Task inputs »
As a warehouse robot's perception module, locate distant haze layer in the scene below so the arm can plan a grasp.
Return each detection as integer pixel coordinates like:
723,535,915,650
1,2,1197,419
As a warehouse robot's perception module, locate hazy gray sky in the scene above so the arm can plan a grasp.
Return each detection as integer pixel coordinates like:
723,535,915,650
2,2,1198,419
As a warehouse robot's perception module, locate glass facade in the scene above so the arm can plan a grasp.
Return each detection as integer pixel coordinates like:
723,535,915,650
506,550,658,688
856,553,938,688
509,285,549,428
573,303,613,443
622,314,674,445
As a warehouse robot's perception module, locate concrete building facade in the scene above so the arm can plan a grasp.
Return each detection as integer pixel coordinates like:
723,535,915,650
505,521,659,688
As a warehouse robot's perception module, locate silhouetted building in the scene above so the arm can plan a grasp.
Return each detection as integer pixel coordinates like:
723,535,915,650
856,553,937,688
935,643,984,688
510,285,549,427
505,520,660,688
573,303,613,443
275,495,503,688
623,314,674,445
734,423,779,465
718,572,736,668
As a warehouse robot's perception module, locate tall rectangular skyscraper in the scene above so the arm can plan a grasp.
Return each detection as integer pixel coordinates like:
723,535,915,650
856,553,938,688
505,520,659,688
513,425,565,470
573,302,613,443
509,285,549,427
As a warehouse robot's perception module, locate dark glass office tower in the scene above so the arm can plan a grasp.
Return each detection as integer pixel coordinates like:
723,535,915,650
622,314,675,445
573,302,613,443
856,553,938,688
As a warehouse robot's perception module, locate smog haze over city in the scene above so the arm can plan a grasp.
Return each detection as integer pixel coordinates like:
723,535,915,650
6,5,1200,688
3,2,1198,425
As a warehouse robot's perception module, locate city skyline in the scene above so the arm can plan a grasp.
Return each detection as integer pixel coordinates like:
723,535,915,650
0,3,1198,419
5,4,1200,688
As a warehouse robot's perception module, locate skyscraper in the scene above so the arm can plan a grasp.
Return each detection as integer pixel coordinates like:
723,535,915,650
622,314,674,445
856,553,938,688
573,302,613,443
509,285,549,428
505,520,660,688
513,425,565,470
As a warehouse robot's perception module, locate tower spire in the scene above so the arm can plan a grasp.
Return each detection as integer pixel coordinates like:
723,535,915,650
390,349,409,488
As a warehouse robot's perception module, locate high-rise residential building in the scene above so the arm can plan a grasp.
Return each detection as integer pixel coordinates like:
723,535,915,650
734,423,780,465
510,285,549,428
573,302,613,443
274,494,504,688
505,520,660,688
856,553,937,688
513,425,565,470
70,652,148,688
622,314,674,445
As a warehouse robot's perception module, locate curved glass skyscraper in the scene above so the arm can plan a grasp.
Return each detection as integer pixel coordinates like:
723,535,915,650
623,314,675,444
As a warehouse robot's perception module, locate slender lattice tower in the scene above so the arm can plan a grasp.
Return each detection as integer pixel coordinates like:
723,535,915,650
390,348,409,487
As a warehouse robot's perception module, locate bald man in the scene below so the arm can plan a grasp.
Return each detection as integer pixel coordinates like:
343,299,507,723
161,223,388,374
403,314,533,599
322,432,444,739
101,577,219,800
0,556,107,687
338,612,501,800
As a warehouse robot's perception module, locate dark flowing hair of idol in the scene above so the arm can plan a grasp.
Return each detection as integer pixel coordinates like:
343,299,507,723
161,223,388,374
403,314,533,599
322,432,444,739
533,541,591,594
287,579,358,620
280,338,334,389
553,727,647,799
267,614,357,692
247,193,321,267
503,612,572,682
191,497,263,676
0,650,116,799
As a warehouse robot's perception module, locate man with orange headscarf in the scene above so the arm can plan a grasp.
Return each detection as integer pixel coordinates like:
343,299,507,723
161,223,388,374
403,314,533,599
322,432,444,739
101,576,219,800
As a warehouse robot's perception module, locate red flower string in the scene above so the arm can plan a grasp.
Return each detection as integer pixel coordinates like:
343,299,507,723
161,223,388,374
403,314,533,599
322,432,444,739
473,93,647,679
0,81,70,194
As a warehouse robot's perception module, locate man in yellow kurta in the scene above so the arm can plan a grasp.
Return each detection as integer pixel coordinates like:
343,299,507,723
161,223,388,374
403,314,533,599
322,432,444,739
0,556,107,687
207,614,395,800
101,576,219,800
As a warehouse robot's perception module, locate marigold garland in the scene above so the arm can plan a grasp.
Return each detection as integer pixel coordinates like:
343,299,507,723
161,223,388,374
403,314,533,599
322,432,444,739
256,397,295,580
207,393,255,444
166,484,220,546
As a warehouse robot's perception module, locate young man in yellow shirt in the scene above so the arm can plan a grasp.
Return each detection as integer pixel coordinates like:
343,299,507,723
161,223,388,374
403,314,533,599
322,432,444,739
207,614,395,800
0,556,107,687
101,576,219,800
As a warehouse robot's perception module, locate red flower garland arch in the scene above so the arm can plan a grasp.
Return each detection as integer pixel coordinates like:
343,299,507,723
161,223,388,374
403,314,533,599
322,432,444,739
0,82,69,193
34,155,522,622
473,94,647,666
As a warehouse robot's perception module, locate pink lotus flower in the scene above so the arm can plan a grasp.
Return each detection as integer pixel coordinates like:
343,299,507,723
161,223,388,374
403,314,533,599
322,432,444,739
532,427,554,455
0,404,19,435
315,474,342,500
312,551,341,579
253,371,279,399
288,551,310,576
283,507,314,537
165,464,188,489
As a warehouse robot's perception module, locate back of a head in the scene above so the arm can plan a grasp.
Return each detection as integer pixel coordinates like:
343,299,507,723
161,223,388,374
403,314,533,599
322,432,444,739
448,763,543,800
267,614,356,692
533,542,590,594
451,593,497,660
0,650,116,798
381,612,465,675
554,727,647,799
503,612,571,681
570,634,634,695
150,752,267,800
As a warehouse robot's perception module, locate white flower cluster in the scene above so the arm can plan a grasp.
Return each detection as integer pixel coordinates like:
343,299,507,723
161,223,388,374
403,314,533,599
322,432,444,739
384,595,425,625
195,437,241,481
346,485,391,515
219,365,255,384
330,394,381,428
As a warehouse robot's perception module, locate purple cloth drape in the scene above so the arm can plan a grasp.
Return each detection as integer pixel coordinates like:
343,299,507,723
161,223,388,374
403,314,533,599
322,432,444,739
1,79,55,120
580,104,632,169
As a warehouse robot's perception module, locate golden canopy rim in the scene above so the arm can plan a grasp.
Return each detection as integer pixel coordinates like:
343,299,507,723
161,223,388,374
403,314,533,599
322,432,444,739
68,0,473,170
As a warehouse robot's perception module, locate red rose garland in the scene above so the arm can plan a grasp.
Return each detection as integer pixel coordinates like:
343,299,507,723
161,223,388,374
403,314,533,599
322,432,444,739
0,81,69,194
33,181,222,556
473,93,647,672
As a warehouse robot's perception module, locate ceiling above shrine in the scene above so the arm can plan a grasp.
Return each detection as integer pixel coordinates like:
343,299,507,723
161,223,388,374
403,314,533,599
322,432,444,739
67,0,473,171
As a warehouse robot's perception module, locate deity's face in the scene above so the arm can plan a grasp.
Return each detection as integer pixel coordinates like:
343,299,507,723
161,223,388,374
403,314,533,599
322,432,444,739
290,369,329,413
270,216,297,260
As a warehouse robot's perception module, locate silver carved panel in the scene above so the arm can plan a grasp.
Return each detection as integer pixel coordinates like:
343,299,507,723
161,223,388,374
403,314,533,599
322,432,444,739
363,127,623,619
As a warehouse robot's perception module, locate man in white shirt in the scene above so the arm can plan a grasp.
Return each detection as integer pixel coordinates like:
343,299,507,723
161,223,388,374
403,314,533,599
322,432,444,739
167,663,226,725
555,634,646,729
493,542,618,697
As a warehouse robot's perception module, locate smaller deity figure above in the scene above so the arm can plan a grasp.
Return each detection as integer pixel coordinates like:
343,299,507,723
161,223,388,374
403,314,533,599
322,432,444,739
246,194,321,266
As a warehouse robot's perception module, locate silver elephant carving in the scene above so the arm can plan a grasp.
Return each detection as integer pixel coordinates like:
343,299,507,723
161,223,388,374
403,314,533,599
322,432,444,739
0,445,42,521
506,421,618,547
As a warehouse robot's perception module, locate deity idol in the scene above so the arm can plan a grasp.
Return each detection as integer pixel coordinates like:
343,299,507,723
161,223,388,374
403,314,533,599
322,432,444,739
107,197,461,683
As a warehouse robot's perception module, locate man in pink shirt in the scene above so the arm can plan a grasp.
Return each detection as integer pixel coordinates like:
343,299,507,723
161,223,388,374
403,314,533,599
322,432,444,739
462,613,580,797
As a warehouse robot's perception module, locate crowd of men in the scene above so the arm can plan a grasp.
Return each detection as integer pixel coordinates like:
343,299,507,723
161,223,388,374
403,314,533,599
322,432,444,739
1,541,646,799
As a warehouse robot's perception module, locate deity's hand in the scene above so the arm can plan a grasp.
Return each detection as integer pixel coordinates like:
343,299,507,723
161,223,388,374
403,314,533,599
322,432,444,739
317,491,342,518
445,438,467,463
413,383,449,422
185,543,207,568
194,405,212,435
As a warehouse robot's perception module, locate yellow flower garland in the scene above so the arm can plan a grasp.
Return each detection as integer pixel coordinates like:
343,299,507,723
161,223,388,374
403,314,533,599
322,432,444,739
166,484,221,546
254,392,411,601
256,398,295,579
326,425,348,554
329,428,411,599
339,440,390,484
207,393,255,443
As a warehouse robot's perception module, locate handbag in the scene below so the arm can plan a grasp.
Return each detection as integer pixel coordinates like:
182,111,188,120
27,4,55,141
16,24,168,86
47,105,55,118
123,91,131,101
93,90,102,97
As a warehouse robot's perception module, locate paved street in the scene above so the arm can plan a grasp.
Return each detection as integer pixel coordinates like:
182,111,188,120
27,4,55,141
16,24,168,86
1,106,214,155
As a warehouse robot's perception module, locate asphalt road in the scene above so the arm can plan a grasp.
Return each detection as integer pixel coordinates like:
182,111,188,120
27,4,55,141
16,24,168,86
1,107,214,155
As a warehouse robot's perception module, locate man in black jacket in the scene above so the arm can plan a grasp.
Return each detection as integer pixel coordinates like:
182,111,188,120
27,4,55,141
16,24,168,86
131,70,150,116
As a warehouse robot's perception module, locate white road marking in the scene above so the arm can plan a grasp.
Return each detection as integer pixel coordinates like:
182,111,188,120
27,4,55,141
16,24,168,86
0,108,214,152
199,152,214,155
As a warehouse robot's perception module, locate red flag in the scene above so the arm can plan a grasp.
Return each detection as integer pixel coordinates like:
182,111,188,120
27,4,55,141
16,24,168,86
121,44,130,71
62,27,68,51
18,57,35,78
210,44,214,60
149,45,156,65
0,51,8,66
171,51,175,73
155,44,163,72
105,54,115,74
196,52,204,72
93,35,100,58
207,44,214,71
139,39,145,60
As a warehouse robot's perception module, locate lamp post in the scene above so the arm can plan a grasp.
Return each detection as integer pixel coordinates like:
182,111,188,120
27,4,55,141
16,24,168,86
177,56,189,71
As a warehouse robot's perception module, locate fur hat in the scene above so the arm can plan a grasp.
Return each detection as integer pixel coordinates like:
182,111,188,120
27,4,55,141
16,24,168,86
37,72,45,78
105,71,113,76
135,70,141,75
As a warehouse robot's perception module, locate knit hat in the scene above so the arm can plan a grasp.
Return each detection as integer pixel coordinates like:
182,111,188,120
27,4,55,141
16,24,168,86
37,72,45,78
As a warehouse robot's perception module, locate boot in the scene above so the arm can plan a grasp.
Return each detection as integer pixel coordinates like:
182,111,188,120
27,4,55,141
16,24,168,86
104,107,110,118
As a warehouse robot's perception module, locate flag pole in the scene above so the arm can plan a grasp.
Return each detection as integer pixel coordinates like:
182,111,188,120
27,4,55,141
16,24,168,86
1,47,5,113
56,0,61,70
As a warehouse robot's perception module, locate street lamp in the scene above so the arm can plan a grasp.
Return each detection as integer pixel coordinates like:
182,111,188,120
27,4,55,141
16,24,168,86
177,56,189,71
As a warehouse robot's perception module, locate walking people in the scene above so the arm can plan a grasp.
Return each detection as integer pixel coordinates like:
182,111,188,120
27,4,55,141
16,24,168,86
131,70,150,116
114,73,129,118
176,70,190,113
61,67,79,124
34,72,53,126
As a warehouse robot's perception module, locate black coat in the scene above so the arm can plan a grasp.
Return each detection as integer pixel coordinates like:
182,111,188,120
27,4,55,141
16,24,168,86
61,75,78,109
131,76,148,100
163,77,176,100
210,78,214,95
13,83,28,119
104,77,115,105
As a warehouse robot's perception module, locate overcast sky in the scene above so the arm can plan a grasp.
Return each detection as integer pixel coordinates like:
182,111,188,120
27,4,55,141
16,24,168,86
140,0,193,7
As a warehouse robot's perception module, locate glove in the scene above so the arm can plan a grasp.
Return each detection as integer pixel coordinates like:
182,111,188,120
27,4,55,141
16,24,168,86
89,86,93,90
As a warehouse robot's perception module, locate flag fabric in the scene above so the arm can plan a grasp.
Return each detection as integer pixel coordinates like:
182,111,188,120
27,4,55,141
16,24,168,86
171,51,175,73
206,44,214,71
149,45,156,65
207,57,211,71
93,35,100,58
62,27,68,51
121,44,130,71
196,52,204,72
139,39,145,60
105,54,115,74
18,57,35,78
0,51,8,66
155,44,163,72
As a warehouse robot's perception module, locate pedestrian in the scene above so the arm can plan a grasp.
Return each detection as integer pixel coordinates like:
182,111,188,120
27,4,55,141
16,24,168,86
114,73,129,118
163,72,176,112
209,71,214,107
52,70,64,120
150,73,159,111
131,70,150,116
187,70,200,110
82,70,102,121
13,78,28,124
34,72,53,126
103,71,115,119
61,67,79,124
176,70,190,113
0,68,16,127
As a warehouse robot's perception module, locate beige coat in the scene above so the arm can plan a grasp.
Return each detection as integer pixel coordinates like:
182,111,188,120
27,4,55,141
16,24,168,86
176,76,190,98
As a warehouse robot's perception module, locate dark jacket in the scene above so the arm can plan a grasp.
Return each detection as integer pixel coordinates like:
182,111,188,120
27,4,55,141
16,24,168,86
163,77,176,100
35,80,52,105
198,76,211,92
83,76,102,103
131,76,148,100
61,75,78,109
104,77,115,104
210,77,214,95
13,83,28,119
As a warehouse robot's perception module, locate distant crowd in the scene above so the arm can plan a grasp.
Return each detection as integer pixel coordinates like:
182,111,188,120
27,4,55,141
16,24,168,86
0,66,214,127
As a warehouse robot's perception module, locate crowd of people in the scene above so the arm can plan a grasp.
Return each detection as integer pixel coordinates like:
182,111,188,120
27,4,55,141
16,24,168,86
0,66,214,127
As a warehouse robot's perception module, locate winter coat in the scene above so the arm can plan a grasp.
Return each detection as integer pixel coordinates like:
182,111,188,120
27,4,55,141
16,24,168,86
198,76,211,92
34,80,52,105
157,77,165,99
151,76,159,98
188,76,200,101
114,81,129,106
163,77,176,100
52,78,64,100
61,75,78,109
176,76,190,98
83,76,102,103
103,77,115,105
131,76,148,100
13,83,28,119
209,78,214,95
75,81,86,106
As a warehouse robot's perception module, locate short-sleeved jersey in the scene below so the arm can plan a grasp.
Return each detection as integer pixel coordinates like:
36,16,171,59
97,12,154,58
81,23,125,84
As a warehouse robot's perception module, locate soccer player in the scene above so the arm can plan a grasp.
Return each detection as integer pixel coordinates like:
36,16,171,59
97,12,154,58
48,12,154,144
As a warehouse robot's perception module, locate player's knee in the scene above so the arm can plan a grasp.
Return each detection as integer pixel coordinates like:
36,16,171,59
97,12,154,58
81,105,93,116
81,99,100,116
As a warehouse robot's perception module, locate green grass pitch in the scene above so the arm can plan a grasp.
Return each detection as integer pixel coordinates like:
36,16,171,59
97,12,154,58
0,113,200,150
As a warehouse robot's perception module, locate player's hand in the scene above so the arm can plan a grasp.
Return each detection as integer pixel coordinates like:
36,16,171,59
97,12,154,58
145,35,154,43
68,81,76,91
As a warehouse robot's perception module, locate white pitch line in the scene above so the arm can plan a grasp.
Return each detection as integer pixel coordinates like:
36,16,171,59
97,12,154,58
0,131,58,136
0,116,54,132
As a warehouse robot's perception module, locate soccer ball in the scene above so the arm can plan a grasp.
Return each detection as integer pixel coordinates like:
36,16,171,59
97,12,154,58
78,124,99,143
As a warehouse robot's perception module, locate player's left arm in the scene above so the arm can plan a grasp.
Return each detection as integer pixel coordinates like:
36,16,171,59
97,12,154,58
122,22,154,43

What this task involves » Lines above that include the string "lamp" need to be copied.

Task output »
As a warehouse robot's perception module, locate lamp post in the scene above so the arm can plan a grasp.
As a warehouse robot's perception module, locate street lamp in the scene above so the arm can plan a grasp.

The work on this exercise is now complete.